**What the exercise asks:** Give back the records in full, with every line exactly as it was.

**Provided data:**
....

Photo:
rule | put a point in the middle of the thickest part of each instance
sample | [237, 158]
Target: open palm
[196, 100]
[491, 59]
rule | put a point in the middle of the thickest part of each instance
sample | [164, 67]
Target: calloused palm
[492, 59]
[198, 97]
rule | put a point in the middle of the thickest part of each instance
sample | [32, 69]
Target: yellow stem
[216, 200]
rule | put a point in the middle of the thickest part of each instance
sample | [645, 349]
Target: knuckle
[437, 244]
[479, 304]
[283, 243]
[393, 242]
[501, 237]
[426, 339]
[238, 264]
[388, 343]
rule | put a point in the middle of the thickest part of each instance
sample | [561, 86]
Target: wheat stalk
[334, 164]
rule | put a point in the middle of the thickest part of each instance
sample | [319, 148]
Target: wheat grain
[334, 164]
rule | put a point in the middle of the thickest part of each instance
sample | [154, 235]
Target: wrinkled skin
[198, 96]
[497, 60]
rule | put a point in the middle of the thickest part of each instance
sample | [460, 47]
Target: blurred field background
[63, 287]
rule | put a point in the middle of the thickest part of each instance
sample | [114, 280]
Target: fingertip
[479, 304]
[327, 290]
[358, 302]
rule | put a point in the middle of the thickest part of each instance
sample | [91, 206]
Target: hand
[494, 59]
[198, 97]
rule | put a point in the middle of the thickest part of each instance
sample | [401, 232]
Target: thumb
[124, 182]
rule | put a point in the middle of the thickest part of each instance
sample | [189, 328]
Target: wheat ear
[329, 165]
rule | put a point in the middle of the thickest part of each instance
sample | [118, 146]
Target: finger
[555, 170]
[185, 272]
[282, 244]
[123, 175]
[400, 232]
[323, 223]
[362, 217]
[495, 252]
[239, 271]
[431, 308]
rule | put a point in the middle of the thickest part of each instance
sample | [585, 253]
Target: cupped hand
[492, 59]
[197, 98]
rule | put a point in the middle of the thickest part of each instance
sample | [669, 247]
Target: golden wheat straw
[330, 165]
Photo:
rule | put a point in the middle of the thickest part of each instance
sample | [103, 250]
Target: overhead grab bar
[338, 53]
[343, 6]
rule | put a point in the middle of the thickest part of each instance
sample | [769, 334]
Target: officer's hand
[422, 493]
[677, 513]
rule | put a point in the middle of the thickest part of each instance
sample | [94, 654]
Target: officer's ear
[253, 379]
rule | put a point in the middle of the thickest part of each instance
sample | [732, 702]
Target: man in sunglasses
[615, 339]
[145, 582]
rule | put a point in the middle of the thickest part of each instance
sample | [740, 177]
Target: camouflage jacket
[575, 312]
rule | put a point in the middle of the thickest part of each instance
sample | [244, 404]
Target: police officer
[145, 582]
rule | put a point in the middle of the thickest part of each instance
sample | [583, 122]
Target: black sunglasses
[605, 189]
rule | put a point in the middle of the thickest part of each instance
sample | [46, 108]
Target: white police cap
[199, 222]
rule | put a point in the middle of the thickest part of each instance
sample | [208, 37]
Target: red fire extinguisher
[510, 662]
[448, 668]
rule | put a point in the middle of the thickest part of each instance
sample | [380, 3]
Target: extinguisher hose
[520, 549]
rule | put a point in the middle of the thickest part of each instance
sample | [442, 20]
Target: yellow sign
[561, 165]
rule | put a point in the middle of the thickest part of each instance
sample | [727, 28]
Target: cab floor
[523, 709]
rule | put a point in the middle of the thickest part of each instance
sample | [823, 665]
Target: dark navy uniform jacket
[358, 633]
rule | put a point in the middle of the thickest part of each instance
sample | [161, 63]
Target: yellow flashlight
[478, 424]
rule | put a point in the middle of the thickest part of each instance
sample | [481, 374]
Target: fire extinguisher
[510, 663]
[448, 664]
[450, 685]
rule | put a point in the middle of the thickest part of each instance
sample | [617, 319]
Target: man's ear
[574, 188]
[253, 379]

....

**Task answer:**
Photo:
rule | put a point in the middle of the thickest part of each instance
sample | [237, 158]
Target: open palm
[196, 100]
[491, 59]
rule | put a point in the middle of the thickest part of each instance
sample | [164, 67]
Target: calloused palm
[492, 59]
[198, 97]
rule | put a point in the middle of the thickest part of each instance
sample | [32, 69]
Target: yellow stem
[216, 200]
rule | put a point in the middle of the thickest part of each instance
sample | [645, 349]
Target: knuckle
[437, 244]
[479, 304]
[283, 243]
[393, 242]
[501, 237]
[426, 339]
[238, 264]
[388, 343]
rule | put a point in the middle of the thickest part of each instance
sample | [561, 86]
Target: wheat stalk
[334, 164]
rule | put a point in the middle of the thickest part of each instance
sample | [319, 148]
Target: wheat grain
[334, 164]
rule | put a point in the middle of the thickest part of each instance
sample | [154, 235]
Target: wrinkled skin
[198, 96]
[497, 60]
rule | put a point in the middle of the thickest part of each instance
sample | [460, 47]
Target: blurred field background
[63, 287]
rule | put a point in the middle of the thickest part of each instance
sample | [114, 280]
Target: fingertip
[479, 304]
[327, 290]
[358, 302]
rule | put a point in the middle of the thickest part of each instance
sample | [91, 206]
Target: hand
[494, 59]
[198, 97]
rule | put a point in the middle of the thickest part of each instance
sample | [401, 232]
Target: thumb
[124, 182]
rule | put a point in the middle of the thickest part of each instance
sample | [189, 328]
Target: wheat ear
[329, 165]
rule | put a point in the middle of the thickest part of each instance
sample | [118, 146]
Target: finger
[555, 170]
[185, 272]
[282, 244]
[123, 175]
[400, 232]
[323, 223]
[362, 217]
[495, 252]
[239, 271]
[431, 308]
rule | put a point in the middle of the thickest part of each instance
sample | [585, 253]
Target: cupped hand
[492, 59]
[197, 98]
rule | put a point in the middle of the thickest part of each instance
sample | [669, 247]
Target: golden wheat straw
[330, 165]
Photo:
rule | put a point in the middle of the thickest part of each instance
sample | [103, 250]
Target: overhead grab bar
[338, 53]
[343, 6]
rule | put a point in the middle of the thickest part of each instance
sample | [769, 334]
Target: officer's hand
[422, 493]
[677, 513]
rule | put a point in the middle of the thickest part of each instance
sample | [94, 654]
Target: officer's ear
[253, 379]
rule | put a point in the middle of the thickest part of each instance
sample | [732, 702]
Target: man in sunglasses
[615, 339]
[145, 582]
rule | put a point in the middle of the thickest part of each instance
sample | [740, 177]
Target: camouflage jacket
[575, 312]
rule | put a point in the middle of the thickest part of each instance
sample | [244, 404]
Target: police officer
[145, 582]
rule | put a point in the middle of the thickest part of each instance
sample | [583, 122]
Target: black sunglasses
[605, 189]
rule | put a point in the middle of the thickest part of each instance
sample | [46, 108]
Target: white police cap
[199, 222]
rule | put a point in the middle of the thickest part of each instance
sample | [208, 37]
Target: red fire extinguisher
[510, 662]
[448, 668]
rule | put a point in the middle of the thickest part of each instance
sample | [380, 3]
Target: extinguisher hose
[520, 549]
rule | put a point in the middle of the thickest part of each instance
sample | [442, 20]
Target: yellow sign
[561, 165]
rule | put a point in the middle of the thickest part of each instance
sample | [727, 28]
Target: cab floor
[523, 709]
rule | put a point in the middle of the thickest part of each instance
sample | [823, 665]
Target: dark navy uniform jacket
[358, 633]
rule | put a point in the middle of the thickest part of each instance
sample | [161, 63]
Target: yellow flashlight
[478, 424]
rule | put a point in the middle of the thickest part of each instance
sample | [481, 374]
Target: fire extinguisher
[510, 663]
[448, 664]
[450, 685]
rule | put a point in the middle of the thickest part of each instance
sample | [617, 319]
Target: man's ear
[574, 188]
[253, 379]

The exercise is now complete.